##### 提示本文 #####
『秀樹杉松』坂めぐり(60回記念=2018-7-17 世田谷区尾山台、大田区田園調布 )~寮の坂・急坂・馬坂・富士見坂・いろは坂・大山坂・滝坂・どりこの坂。~伝乗寺・尾山台宇佐神社・八幡塚古墳・八幡橋・丸子川・庵谷橋・八幡神社・照善寺・田園調布せせらぎ公園・亀甲山古墳・丸子橋・玉川台公園・多摩川台古墳群。〜60回記念特別付録「古墳めぐり」
区切りのいい<第60回記念坂めぐり>は、世田谷区尾山台と大田区田園調布の8つの坂と、坂に隣接する川・橋・寺社・学校・公園などに行ってきました。今日の8坂を加えて、巡り歩いた坂の合計数は561を数えました。東京は坂が多いですね。私の坂めぐりの対象は「坂名のある坂」に限っていますが、“無名坂”を含めると、いたるところに坂があります。
今日も猛暑が予報されていたので、朝5時半に家を出て午後1時過ぎに帰宅ました。
最初の坂「寮の坂」の近くの「八幡塚古墳」にも立ち寄りました。いつもと違うのは、結果的に「古墳めぐり」もしました。古墳を取り上げるのは確か最初で、60回の記念号を飾るものになりました。本号の末尾に<第60回記念号 特別付録◉古墳めぐり>を掲載しましたので、関心のある方はどうぞお読みください。/ Atelier秀樹
坂めぐり第60回(2018-7-17)
##### データ行 #####
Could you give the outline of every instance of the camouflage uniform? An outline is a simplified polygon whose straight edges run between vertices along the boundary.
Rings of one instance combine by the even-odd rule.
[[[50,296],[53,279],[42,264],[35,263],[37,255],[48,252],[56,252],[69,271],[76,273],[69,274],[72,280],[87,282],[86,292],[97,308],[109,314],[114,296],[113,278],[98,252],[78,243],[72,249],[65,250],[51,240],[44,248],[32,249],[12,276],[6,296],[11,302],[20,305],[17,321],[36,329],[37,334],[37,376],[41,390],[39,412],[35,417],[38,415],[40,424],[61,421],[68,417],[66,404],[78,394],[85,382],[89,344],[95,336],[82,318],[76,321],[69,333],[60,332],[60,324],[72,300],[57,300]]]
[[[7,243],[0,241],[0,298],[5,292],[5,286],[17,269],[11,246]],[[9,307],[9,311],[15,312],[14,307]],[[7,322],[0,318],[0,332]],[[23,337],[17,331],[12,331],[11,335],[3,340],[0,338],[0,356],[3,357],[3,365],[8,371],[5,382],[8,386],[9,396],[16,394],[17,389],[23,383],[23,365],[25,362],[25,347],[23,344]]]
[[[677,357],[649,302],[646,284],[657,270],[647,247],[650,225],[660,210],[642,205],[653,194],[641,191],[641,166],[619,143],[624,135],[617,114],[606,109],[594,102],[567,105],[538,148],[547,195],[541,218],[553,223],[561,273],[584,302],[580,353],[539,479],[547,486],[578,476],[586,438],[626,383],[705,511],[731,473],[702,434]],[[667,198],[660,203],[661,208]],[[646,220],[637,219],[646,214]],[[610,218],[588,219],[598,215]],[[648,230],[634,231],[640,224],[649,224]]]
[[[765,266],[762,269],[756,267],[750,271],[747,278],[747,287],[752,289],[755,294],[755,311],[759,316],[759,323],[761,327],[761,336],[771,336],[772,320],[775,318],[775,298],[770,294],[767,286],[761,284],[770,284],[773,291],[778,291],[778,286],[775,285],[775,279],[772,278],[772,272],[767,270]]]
#####
### 作業指示
1. 坂めぐりの文章では、今日の8坂を加えて巡り歩いた坂は合計いくつになりましたか？
2. 坂めぐりの文章の「区切りのいい<第60回記念坂」から「いたるところに坂があります。」までを、一字一句違えずに書き写してください。
3. 坂めぐりの文章の続きを、最後の文のあとから書いてください。

### 解答一覧
1. 561

2.
区切りのいい<第60回記念坂めぐり>は、世田谷区尾山台と大田区田園調布の8つの坂と、坂に隣接する川・橋・寺社・学校・公園などに行ってきました。今日の8坂を加えて、巡り歩いた坂の合計数は561を数えました。東京は坂が多いですね。私の坂めぐりの対象は「坂名のある坂」に限っていますが、“無名坂”を含めると、いたるところに坂があります。

3.
①寮の坂(りょうのさか)(#554)
別名:堂の坂。世田谷区尾山台1丁目と2丁目の間。環八通り“尾山台2丁目”交差点から南の三叉路から,宇佐神社の東側を通り,丸子川まで。北北東に向かい上り。330m。宇佐神社横付近はかなり急な坂(高低差22m,平均斜度3.8度)。途中カギ形に曲がる。
標識=坂上の三叉路角に“寮の坂 右 九品仏駅 左 多摩川”と刻まれだ道標と,大きな石板に 坂道の由来を刻んだ 石碑が建っている。(設置者不明)
「寮の坂 由来 松高山傳乗寺は,区内における古刹であり,その縁起は遠く後伏見天皇の 正和五年(1316)と刻まれた板碑の発掘によっても知られるものである。往昔傳乗寺は 坂の東側台地に所在し,かつ本堂とならんで僧侶の学寮が建てられていたために,この坂道を土地の人は,寮の坂と呼んでいる。坂上にある民家の屋号が堂の上と通称されていたことと考え合わせると,この坂の名称の由来が思い起こされる。
なお,寮の坂の東側にある 雙葉学園 を抱く盆地は,室町時代に籠谷戸と呼ばれる入江で,多摩川の水が滔滔と打ち寄せ,時の奥沢城主太平出羽守は,上流から運ばれた武器,兵糧の類を籠谷戸の寮の坂あたりに陸揚げして城へ運び入れたとも言い伝えられている。さらに時代は下り 江戸時代に入ると,川崎泉沢寺と奥沢浄真寺の中間軍事拠点として小山傳乗寺がこれに当り,寮の坂は軍用道路として兵馬の往来がはげしかったそうである。」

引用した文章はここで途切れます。